Выведите дословно фрагмент стенограммы дискуссии: всё, начиная со слов «Млечин: Хорошо, Игорь.» и ниже вплоть до слов «Млечин: Все 500?» включительно.

## Текст для чтения
════

Коротченко: Давайте посмотрим! Во-первых, калибр бомб существует разный. Под каждую цель — определенный набор средств поражения. Потому что, невозможно, извините, поражать дот на поле боя, скажем, управляемой ракетой с телевизионной головкой наведения. Вы согласны с этим? Типаж — он определяется количеством целей.

Млечин: Хорошо, Игорь. Сколько типов боеприпасов может нести один самолет?

Коротченко: Самолет, в зависимости от того, какую функцию он выполняет, он может нести весь спектр средств поражения.

Млечин: Все 500?

Коротченко: Все … Не надо передергивать! Вы сказали 50, насколько я помню.

Байков: Он сказал, самолетов — 50, а…

Млечин: Самолетов! 500, извините, я прочитаю еще раз. «500 различных видов авиационных боеприпасов». Ну, я же об этом говорю!

Байков: До сотни!

Коротченко: Самолет может нести до сотни.

Млечин: 500 — представляете какое количество военного производства занято!

Коротченко: Я отвечу. Самолет может нести любое из этих средств поражения.

Млечин: Игорь, ну не 500 же!?

Сванидзе: Спасибо, уважаемые коллеги. У нас, к сожалению, дискуссия переходит в техническую стадию. У нас нет такой возможности просто чисто временной.

Прошу Вас, Леонид Михайлович, Ваш тезис, Ваш свидетель.

Млечин: Игорь Николаевич Острецов, доктор технических наук, который всю жизнь проработал в советском оборонительном комплексе. Ныне член Комиссии Президента России по модернизации и технологическому развитию экономики России.

Значит, мы сейчас, сегодня, в отличие от вчерашнего дня, занимаемся развитием военно-промышленного комплекса уже послевоенного периода. И здесь многие исследователи приходят к выводу, что вылезли на поверхность все недостатки, которые существовали. Давайте вернемся к стратегии этого времени. С Вашей точки зрения, как она была?

════

(Записи из набора данных)
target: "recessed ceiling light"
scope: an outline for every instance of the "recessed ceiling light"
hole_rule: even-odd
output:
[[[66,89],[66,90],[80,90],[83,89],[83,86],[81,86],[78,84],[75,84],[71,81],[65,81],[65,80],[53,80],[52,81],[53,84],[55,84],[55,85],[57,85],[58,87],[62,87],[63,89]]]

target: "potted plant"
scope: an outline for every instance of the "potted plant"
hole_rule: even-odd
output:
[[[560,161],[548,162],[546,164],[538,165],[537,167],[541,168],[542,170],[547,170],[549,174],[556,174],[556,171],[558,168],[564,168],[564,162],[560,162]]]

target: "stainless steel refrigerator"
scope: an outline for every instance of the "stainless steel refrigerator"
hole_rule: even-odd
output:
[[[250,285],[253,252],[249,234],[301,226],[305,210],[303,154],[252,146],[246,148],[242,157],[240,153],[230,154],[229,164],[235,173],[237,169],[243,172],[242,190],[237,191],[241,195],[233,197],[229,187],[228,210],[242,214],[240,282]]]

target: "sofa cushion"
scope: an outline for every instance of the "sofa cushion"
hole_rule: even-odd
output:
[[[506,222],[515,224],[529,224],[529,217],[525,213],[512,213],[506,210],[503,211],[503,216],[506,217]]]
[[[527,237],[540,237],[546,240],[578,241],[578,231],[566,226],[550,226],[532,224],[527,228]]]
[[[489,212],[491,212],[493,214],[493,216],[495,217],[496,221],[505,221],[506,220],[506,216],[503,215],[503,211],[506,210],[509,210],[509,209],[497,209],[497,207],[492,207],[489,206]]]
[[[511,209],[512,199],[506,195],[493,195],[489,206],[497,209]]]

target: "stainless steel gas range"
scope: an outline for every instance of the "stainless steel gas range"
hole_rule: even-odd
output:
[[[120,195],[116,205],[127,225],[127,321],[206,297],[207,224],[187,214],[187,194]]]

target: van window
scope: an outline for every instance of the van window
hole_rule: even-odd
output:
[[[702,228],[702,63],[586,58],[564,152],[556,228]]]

════

## Результат
Млечин: Хорошо, Игорь. Сколько типов боеприпасов может нести один самолет?

Коротченко: Самолет, в зависимости от того, какую функцию он выполняет, он может нести весь спектр средств поражения.

Млечин: Все 500?